● **Stated problem**:
Reproduce verbatim the lines below, from the line containing "locate: baby hedgehog" through the final line, and output only that stretch.

● **Available data**:
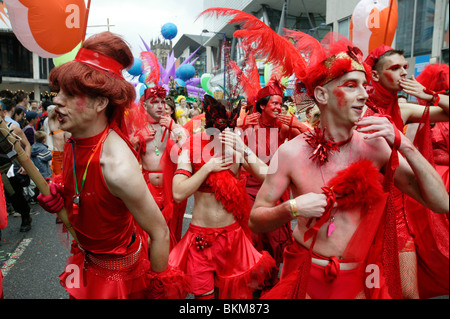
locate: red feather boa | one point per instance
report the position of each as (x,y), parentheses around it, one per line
(226,187)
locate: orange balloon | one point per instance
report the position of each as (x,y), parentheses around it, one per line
(51,27)
(373,24)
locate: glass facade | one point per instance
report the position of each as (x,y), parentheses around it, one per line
(15,60)
(445,42)
(423,35)
(415,26)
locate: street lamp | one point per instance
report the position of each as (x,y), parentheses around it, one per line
(224,59)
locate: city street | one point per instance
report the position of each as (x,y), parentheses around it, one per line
(31,262)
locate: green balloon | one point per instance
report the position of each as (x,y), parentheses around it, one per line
(67,57)
(204,83)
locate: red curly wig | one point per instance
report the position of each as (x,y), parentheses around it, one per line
(77,78)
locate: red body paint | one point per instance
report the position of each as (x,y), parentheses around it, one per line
(81,102)
(340,95)
(389,77)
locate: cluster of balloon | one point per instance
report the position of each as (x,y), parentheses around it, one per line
(184,75)
(49,30)
(373,24)
(169,31)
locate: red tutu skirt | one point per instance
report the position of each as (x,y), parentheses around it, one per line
(89,276)
(1,285)
(222,258)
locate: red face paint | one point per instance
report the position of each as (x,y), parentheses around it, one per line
(340,95)
(389,76)
(81,102)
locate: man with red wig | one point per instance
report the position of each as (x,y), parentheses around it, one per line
(264,137)
(389,76)
(344,241)
(431,231)
(156,138)
(102,188)
(216,252)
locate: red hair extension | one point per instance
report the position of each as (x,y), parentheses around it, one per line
(76,78)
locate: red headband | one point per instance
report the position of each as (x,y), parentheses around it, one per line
(333,67)
(100,62)
(276,88)
(375,55)
(156,91)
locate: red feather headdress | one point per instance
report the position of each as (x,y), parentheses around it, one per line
(265,42)
(151,65)
(327,60)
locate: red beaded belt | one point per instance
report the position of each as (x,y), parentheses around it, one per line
(115,263)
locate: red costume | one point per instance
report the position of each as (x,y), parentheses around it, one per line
(3,223)
(431,230)
(113,244)
(275,241)
(110,259)
(374,242)
(221,257)
(172,212)
(381,101)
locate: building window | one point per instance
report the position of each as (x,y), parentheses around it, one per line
(15,60)
(415,26)
(344,27)
(405,26)
(423,39)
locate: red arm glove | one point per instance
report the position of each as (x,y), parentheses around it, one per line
(54,202)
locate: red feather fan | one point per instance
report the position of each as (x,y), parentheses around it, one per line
(265,42)
(357,186)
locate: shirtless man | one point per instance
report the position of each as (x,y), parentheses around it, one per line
(216,251)
(330,270)
(161,128)
(58,139)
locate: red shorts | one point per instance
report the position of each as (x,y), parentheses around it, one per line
(345,284)
(227,261)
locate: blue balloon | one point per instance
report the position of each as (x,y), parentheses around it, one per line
(136,68)
(185,72)
(142,90)
(142,77)
(180,82)
(169,31)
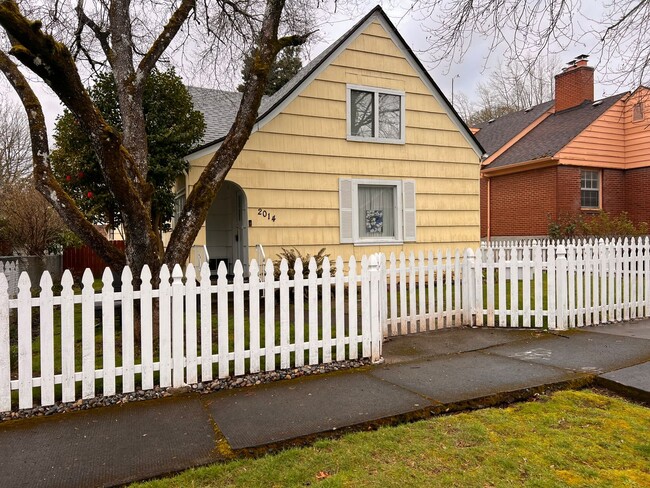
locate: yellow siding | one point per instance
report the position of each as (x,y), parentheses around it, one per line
(291,167)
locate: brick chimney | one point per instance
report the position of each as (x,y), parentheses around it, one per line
(574,85)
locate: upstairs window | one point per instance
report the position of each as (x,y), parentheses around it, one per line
(637,113)
(589,188)
(375,115)
(179,204)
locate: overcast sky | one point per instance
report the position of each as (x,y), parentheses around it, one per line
(466,73)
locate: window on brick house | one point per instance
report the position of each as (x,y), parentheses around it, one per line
(590,188)
(637,113)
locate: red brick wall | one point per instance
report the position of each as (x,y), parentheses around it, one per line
(521,202)
(637,194)
(574,86)
(568,190)
(614,191)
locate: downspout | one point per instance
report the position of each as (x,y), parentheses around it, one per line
(489,204)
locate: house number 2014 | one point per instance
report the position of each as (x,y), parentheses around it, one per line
(265,214)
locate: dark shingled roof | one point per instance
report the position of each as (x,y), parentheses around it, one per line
(552,134)
(493,135)
(220,108)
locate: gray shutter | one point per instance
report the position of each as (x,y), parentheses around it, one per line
(408,195)
(345,210)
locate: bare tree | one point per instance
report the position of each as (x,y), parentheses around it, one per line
(128,38)
(512,87)
(615,32)
(15,149)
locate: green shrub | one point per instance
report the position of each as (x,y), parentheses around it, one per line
(292,255)
(602,224)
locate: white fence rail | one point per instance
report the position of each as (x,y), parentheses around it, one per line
(571,284)
(189,329)
(77,343)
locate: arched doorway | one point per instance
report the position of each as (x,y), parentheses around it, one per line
(227,228)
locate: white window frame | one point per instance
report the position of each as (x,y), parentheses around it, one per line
(638,111)
(600,189)
(376,92)
(180,196)
(369,241)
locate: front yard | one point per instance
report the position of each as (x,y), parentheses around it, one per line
(571,438)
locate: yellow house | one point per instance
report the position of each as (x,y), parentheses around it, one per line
(359,153)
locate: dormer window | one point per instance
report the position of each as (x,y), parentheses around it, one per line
(375,115)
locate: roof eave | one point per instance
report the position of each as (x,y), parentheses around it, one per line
(538,163)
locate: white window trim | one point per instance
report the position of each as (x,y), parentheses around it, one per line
(369,241)
(600,189)
(376,92)
(641,111)
(180,195)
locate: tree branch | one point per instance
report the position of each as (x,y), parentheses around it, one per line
(44,180)
(159,46)
(205,190)
(101,35)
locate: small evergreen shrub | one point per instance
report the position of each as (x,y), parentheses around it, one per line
(602,224)
(292,255)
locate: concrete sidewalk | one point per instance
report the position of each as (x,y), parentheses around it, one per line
(422,375)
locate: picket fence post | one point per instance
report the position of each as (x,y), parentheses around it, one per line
(376,333)
(468,283)
(5,365)
(561,287)
(178,329)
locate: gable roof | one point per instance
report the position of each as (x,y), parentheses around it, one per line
(494,135)
(553,133)
(220,108)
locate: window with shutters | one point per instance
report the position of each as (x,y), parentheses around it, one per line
(377,211)
(375,115)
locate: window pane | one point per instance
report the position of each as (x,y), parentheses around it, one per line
(589,189)
(390,116)
(589,198)
(376,211)
(362,116)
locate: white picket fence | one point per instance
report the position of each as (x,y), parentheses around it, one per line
(11,271)
(525,284)
(291,325)
(86,341)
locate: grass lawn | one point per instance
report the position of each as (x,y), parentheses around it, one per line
(571,438)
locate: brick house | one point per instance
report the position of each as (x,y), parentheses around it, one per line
(566,156)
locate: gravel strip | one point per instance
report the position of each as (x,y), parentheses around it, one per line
(201,388)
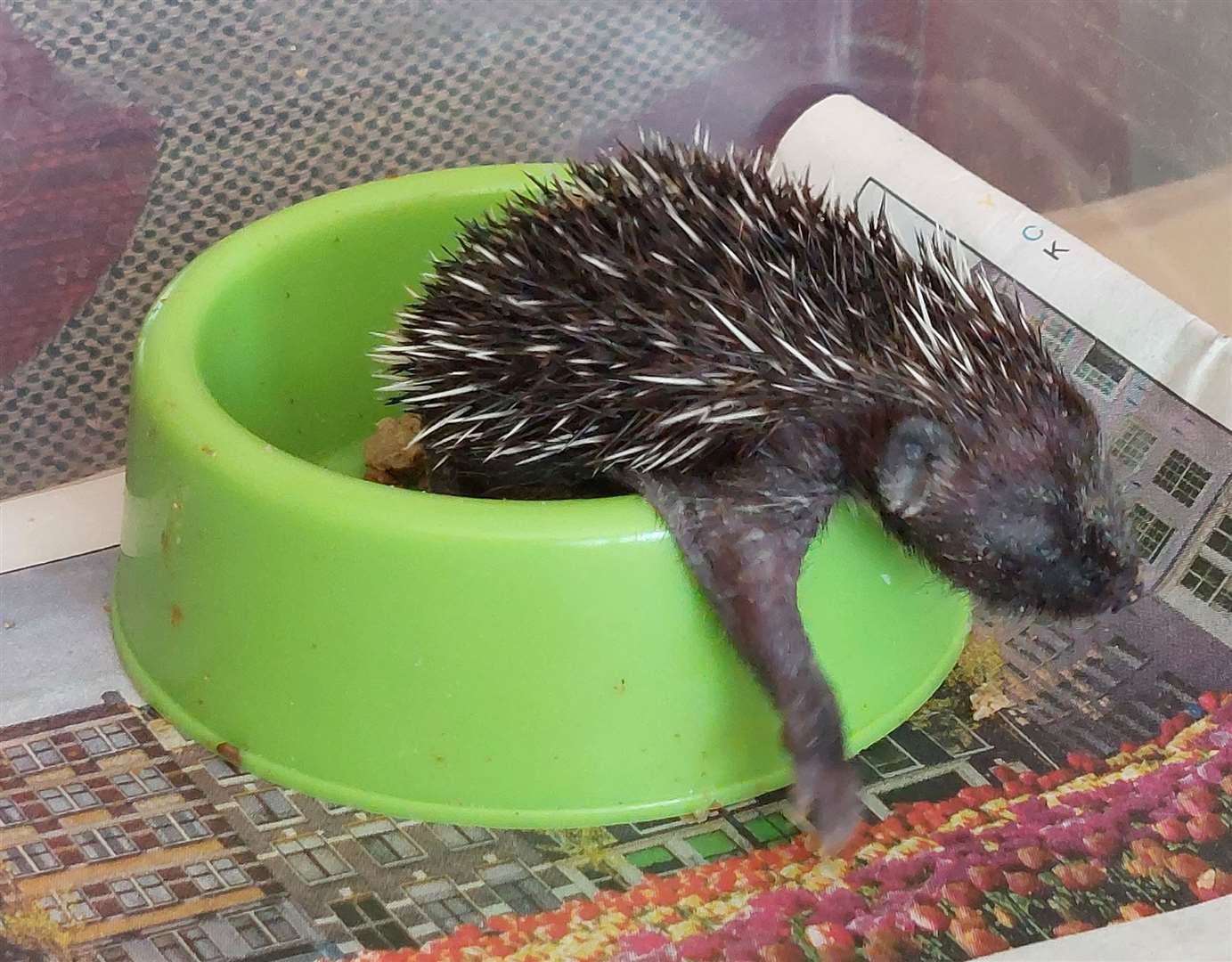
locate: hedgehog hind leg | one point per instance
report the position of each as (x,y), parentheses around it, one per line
(746,552)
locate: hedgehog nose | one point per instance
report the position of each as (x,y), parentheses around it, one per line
(1132,595)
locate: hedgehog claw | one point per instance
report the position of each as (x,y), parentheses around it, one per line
(827,796)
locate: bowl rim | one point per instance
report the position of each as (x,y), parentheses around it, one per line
(167,366)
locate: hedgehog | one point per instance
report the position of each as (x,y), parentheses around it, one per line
(743,353)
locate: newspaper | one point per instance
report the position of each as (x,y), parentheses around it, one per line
(1060,781)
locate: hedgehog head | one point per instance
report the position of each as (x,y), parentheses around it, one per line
(1019,511)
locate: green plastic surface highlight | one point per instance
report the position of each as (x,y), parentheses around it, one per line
(508,664)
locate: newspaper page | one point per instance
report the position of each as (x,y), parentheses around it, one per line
(1058,782)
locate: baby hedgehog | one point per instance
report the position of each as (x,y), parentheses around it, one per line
(743,354)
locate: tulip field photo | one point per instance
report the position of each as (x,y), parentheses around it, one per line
(1040,855)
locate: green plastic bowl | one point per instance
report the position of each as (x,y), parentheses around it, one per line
(509,664)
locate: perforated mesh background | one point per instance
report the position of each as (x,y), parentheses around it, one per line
(266,103)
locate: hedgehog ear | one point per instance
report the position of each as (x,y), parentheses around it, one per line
(918,460)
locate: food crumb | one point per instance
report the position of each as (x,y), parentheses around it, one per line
(389,456)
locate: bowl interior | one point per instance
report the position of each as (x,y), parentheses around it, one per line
(418,654)
(283,347)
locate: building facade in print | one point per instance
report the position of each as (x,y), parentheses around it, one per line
(100,827)
(379,882)
(372,881)
(1119,679)
(1116,681)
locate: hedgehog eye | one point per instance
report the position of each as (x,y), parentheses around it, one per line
(916,463)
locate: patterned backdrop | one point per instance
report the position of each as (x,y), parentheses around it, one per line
(257,106)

● **Response below**:
locate: baby hedgehog | one point per instance
report the position of each as (x,y), parentheses around it, one per line
(743,354)
locate: tulip field photo | one point per instance
report the position of each as (x,y), parentheses around it, one per line
(1040,855)
locate: green plastic bowl | one point per instance
report the position of each as (x,y), parentheses around it, one per line
(509,664)
locate: perforated mesh background | one point per instance
report the position of each as (x,y), parentheses around it, one per line
(266,103)
locate: hedgehog ear | one point per instance
report the position of each as (x,y), parentheses around it, one per line
(918,460)
locate: food crumb | one point per instance
report the position of each as (x,y), parentheses around it, one per line
(389,456)
locate: bowl interior | one point per instance
report the position of each as (x,y), parentheses around it, one per line
(418,654)
(283,347)
locate: building facade in print | one point per instance
report the position of each as (x,y), parentheses around it, one per line
(100,827)
(379,882)
(372,881)
(1119,679)
(1116,681)
locate: hedgehog eye | one point per instance
report the position of each as (x,y), parentheses around it, one per line
(916,463)
locate: patterned backdrop | one point per instance
report the position of each as (x,y), parentheses around it, one per line
(257,106)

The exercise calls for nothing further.